[Information supplied — start]

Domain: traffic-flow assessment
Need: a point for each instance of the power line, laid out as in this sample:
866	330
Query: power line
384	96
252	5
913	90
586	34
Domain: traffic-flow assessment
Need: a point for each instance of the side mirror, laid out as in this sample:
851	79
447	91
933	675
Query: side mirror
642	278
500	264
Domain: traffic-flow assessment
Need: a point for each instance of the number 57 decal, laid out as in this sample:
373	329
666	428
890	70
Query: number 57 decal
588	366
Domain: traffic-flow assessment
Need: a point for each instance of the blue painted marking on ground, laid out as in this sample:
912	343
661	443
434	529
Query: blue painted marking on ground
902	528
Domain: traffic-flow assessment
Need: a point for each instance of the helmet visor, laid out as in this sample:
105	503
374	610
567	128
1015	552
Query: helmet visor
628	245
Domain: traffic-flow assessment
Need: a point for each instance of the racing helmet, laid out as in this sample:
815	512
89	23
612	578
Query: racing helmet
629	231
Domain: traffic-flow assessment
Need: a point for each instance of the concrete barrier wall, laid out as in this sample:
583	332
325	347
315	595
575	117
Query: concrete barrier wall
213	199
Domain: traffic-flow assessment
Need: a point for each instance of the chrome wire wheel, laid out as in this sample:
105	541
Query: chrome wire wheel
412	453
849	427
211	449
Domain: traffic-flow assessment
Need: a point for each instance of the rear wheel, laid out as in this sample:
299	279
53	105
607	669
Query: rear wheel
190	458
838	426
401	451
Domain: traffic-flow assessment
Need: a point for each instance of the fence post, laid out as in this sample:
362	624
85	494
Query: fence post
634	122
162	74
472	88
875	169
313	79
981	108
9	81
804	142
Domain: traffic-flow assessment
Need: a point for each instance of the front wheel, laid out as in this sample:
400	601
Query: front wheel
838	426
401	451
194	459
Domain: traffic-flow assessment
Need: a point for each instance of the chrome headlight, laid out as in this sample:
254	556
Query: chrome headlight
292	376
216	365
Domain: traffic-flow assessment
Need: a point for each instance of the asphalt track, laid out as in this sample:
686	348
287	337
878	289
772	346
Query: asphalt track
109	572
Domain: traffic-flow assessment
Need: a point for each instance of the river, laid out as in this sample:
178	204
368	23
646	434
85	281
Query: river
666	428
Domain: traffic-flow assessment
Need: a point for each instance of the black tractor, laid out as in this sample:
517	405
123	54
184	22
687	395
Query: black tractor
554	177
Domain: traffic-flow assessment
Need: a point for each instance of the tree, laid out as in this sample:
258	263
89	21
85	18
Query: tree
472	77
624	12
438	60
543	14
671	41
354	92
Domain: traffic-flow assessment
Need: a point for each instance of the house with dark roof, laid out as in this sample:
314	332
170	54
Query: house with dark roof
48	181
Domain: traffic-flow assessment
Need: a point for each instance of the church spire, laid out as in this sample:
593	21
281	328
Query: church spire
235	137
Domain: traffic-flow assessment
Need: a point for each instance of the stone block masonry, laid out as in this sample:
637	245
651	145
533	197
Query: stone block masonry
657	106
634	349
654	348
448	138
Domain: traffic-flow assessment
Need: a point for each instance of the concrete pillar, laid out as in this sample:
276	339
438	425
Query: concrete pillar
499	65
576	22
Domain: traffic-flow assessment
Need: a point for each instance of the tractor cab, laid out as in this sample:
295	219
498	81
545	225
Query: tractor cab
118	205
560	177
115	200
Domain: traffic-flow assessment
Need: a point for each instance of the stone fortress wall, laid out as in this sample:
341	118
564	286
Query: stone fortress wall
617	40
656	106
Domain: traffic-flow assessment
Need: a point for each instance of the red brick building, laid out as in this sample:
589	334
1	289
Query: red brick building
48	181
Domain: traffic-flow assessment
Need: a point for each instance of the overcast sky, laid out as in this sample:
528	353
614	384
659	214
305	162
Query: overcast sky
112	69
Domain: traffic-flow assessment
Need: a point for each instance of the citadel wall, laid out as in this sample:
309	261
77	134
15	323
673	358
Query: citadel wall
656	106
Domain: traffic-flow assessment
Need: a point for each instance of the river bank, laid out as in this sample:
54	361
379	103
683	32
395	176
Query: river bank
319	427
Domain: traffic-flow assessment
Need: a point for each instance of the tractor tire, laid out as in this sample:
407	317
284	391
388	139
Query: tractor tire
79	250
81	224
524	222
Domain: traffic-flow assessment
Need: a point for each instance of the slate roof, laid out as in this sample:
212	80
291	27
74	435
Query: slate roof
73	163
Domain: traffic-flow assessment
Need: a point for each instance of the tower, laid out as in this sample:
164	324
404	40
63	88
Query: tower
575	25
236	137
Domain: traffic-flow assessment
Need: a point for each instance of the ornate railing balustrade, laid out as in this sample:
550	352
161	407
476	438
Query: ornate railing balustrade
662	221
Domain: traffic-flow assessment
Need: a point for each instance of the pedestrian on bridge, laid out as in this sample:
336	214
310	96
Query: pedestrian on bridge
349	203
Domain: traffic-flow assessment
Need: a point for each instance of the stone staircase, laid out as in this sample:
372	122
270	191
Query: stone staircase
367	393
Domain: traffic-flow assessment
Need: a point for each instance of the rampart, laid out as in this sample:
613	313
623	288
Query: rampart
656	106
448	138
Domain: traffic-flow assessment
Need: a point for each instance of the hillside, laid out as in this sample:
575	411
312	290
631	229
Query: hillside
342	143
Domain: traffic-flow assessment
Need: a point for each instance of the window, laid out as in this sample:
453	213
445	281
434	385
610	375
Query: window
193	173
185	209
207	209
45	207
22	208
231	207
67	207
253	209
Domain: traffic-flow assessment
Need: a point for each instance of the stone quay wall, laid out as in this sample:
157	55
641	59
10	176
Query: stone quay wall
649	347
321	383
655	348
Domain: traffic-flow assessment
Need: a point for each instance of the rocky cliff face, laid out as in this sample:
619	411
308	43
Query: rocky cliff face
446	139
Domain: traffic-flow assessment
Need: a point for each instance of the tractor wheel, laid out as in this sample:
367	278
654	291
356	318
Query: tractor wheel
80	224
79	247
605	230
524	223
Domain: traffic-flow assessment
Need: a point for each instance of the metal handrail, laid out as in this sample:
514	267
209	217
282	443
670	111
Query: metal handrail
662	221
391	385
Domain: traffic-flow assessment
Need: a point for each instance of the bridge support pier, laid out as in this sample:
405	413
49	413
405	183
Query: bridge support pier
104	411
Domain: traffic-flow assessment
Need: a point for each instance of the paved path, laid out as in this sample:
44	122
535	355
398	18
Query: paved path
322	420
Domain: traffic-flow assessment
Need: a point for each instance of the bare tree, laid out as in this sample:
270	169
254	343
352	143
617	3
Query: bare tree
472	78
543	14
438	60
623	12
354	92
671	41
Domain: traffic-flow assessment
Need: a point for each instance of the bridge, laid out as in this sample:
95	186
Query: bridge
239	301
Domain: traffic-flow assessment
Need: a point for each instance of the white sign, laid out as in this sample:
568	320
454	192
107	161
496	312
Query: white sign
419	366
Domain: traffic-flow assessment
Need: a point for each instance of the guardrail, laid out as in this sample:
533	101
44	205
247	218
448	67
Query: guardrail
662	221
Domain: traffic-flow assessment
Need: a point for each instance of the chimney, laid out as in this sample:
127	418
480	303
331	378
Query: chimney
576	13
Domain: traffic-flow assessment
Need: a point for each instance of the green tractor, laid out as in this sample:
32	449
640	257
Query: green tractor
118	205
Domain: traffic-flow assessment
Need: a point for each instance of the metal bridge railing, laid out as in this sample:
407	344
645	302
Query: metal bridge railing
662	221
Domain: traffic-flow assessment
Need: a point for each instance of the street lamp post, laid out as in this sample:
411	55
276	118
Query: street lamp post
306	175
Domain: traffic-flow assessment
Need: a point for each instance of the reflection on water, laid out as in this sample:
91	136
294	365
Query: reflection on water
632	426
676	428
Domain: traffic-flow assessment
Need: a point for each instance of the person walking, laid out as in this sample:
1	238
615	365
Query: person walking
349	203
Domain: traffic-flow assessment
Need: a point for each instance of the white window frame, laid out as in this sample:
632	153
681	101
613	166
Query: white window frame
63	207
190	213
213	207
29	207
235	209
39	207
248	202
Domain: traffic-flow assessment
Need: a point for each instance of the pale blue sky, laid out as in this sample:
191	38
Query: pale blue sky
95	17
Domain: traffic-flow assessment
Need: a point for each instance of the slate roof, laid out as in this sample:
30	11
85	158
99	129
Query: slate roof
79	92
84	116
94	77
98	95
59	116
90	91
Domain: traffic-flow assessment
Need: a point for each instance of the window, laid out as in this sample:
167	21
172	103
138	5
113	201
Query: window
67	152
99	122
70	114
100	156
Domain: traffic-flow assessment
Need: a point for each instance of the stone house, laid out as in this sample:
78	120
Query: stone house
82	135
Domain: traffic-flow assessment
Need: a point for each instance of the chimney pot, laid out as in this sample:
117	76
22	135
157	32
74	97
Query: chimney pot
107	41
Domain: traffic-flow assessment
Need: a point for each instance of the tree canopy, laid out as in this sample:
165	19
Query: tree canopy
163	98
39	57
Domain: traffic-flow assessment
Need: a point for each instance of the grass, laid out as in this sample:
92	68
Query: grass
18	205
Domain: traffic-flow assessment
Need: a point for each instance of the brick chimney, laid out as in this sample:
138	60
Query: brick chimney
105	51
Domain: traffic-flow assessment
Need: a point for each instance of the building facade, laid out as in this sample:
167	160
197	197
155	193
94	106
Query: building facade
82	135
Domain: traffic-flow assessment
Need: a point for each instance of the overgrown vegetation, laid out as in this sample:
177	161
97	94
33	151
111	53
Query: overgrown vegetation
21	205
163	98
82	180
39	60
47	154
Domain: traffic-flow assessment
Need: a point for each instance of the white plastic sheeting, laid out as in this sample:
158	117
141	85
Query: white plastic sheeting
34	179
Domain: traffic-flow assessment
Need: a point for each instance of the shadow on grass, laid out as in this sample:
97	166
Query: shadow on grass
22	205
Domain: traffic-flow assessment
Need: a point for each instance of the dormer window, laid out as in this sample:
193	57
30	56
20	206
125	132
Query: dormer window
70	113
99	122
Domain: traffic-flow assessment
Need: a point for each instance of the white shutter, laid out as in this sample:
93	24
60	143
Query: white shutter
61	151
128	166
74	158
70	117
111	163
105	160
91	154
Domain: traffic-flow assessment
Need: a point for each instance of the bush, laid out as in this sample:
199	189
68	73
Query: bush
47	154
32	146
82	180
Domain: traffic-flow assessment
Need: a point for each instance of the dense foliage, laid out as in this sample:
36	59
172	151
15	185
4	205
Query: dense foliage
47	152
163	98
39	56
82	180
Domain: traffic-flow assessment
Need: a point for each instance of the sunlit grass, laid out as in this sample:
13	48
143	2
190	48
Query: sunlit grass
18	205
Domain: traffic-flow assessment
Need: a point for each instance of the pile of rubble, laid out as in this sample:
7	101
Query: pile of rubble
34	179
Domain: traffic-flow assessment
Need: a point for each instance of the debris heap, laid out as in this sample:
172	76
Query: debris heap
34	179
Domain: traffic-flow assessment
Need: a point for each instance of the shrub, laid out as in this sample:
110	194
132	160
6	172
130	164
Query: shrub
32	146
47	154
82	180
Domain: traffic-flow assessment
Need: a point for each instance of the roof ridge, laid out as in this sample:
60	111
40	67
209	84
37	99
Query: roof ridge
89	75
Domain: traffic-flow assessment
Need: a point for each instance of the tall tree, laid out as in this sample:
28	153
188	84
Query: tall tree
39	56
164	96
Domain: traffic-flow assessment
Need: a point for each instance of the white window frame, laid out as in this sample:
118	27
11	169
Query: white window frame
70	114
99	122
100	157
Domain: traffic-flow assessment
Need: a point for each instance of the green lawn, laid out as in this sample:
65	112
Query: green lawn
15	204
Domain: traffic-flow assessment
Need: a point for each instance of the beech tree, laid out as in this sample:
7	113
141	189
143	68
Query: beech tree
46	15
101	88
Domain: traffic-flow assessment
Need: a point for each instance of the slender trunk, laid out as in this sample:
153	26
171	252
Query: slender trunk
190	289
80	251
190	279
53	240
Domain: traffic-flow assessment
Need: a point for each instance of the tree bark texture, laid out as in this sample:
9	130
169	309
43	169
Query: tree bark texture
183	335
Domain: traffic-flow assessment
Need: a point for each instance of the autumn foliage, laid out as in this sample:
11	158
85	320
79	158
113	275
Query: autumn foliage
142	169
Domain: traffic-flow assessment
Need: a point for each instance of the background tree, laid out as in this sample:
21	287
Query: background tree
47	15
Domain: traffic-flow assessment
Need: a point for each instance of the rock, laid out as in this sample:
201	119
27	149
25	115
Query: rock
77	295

[Information supplied — finish]

[Task requirements] Please write out the material word for word from its first line through the line holding "Need: a point for each instance of the front", including both, and no line past it.

[Solved problem]
Domain: traffic-flow assessment
Need: a point for each instance of the power line, laid out as in this sample:
866	330
Query: power line
384	96
252	5
913	90
586	34
Domain: traffic-flow assessment
Need: a point for each instance of the side mirror, laid out as in this sample:
851	79
447	91
933	675
Query: side mirror
642	278
500	264
Domain: traffic-flow assessment
Need: a point for each instance of the number 57 decal, laid out as in this sample:
373	329
666	428
890	70
Query: number 57 decal
588	366
Domain: traffic-flow assessment
Need: a point for each instance of the blue painted marking on ground, laid out as in this sample:
912	343
661	443
434	529
Query: blue painted marking on ground
902	528
Domain: traffic-flow assessment
Need: a point for each instance of the helmet visor, laid out as in this sample:
105	503
374	610
567	128
1015	552
Query: helmet visor
628	245
Domain: traffic-flow assessment
Need: a point for each instance of the racing helmet, laid out as in this sample:
815	512
89	23
612	578
Query: racing helmet
629	231
Domain: traffic-flow assessment
Need: a point for each instance of the concrete barrier wall, laid out as in this sample:
583	332
325	347
315	595
575	117
Query: concrete barrier wall
213	199
Domain: traffic-flow assessment
Need: a point for each instance of the chrome wire wheel, laid out as in this sample:
105	541
Query: chrome wire wheel
412	453
849	427
211	449
Domain: traffic-flow assessment
Need: a point for each instance of the rear wheel, laid out as in this sample:
299	279
53	105
607	669
Query: rear wheel
190	458
838	426
401	451
Domain: traffic-flow assessment
Need: a point for each instance of the fence post, laid out as in this sample:
362	624
85	494
Query: fence post
634	122
162	74
472	88
875	169
313	79
981	108
9	81
804	142
Domain: traffic-flow assessment
Need: a point for each instance of the front wheel, laid out as in this sample:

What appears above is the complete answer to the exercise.